_Objective_
Every line of the material that follows must be printed again exactly.
++++ Supplied information
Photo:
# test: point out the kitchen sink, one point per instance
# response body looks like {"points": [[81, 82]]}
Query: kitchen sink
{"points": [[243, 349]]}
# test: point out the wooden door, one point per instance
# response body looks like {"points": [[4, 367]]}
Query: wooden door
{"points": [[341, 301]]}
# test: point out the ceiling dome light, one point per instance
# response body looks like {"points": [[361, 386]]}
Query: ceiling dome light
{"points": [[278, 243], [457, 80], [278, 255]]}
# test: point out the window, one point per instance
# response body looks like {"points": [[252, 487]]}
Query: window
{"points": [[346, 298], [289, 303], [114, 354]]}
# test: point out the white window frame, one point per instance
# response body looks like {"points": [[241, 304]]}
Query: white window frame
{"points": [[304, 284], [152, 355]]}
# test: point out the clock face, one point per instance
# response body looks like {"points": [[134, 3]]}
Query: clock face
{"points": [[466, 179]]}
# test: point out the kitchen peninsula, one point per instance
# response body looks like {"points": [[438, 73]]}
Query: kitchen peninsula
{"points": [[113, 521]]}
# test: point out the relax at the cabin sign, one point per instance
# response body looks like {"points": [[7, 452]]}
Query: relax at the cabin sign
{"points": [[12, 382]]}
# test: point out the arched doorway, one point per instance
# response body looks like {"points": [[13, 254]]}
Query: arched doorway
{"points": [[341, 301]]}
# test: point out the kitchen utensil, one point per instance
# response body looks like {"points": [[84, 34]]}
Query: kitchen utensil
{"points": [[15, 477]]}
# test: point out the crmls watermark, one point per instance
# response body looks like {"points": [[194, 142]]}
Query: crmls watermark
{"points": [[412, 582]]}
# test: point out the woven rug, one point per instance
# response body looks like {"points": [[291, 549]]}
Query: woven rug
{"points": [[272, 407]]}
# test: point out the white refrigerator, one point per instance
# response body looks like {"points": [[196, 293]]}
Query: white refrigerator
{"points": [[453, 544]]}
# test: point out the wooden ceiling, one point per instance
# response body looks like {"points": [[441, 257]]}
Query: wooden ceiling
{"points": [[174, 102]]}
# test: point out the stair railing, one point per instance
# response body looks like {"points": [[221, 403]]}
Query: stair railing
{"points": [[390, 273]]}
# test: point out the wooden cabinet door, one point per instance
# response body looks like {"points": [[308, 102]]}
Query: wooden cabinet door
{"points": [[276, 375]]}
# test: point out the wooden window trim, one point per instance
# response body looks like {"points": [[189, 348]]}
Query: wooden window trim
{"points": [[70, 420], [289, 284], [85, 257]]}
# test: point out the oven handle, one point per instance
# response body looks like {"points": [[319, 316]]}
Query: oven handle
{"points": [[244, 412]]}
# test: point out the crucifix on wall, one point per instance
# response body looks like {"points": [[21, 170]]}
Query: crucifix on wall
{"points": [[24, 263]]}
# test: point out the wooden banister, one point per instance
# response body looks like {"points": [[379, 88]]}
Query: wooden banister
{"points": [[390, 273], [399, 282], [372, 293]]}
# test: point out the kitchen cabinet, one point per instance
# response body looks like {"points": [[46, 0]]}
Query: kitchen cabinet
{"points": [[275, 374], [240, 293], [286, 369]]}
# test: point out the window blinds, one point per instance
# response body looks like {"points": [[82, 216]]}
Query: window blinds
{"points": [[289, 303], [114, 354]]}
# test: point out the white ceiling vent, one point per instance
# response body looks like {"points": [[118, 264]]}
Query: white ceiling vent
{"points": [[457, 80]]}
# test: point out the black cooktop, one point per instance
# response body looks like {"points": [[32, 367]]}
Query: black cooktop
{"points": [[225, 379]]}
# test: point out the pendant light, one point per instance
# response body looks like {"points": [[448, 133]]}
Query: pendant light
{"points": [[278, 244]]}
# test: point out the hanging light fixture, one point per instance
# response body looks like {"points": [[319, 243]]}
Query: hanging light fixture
++++++++
_Output below_
Photo:
# test: point out the kitchen sink, one point per instance
# response body looks like {"points": [[81, 82]]}
Query: kitchen sink
{"points": [[243, 349]]}
# test: point out the wooden door, one point per instance
# response body looks like {"points": [[4, 367]]}
Query: wooden door
{"points": [[341, 301]]}
# test: point out the ceiling dome light, one point per instance
# response body looks like {"points": [[361, 386]]}
Query: ceiling dome light
{"points": [[278, 243], [457, 80], [278, 255]]}
# test: point out the window, one point per instance
# response body looks like {"points": [[252, 487]]}
Query: window
{"points": [[346, 298], [289, 303], [114, 354]]}
# test: point out the white window frame, one point per instance
# response body looks like {"points": [[241, 304]]}
Query: white window frame
{"points": [[304, 284], [152, 355]]}
# test: point out the clock face, one point per instance
# response body looks like {"points": [[134, 3]]}
Query: clock face
{"points": [[466, 179]]}
# test: point out the kitchen peninsula, one point per instance
# response body looks like {"points": [[438, 73]]}
Query: kitchen peninsula
{"points": [[113, 521]]}
# test: point out the relax at the cabin sign, one point per instance
# response body looks like {"points": [[7, 452]]}
Query: relax at the cabin sign
{"points": [[12, 382]]}
# test: point out the arched doorway, one point per instance
# response body looks like {"points": [[13, 254]]}
Query: arched doorway
{"points": [[341, 301]]}
# test: point out the kitchen utensil, one point per instance
# response body looks like {"points": [[84, 34]]}
Query: kitchen utensil
{"points": [[15, 477]]}
# test: point out the crmls watermark, one point per instance
# response body looks like {"points": [[194, 142]]}
Query: crmls watermark
{"points": [[412, 582]]}
# test: point out the woven rug, one point per instance
# response body looks like {"points": [[291, 549]]}
Query: woven rug
{"points": [[272, 407]]}
# test: point out the white refrigerator, one point per instance
# response body looks like {"points": [[196, 293]]}
Query: white refrigerator
{"points": [[453, 544]]}
# test: point out the wooden ceiling, one point per instance
# response body looks like {"points": [[441, 257]]}
Query: wooden ceiling
{"points": [[174, 102]]}
# test: point out the stair railing, one point per instance
# response body looks like {"points": [[221, 403]]}
Query: stair railing
{"points": [[390, 273]]}
# test: point out the wooden cabinet door, one point per instance
# response body looks like {"points": [[308, 102]]}
Query: wooden cabinet door
{"points": [[276, 375]]}
# test: point out the wooden window trim, one point per instance
# response body looks like {"points": [[189, 348]]}
Query: wooden window trim
{"points": [[70, 420], [289, 284], [85, 257]]}
# test: point out the oven handle, one point per instance
# response body looks like {"points": [[319, 316]]}
Query: oven handle
{"points": [[244, 412]]}
# test: point out the crucifix on wall, one point per instance
# response body looks like {"points": [[21, 170]]}
Query: crucifix on wall
{"points": [[24, 263]]}
# test: point out the wooden banister, one point per instance
# response body looks like {"points": [[379, 88]]}
Query: wooden banister
{"points": [[390, 273], [399, 282], [372, 293]]}
# test: point out the kitchen cabinet, one point per instance
# response body looks like {"points": [[46, 0]]}
Query: kitchen cabinet
{"points": [[275, 374], [240, 293], [286, 369]]}
# test: point out the window blinds, one point per instance
# response body looks like {"points": [[82, 216]]}
Query: window blinds
{"points": [[289, 303], [114, 354]]}
# test: point out the white ceiling vent, one point per instance
# response body looks like {"points": [[118, 264]]}
Query: white ceiling vent
{"points": [[457, 80]]}
# test: point out the black cooktop, one point per instance
# response body looks like {"points": [[32, 367]]}
Query: black cooktop
{"points": [[225, 379]]}
# test: point out the pendant light, one point per instance
# response body looks like {"points": [[448, 133]]}
Query: pendant light
{"points": [[278, 244]]}
# test: point out the hanging light fixture, one point per instance
# response body looks like {"points": [[319, 243]]}
Query: hanging light fixture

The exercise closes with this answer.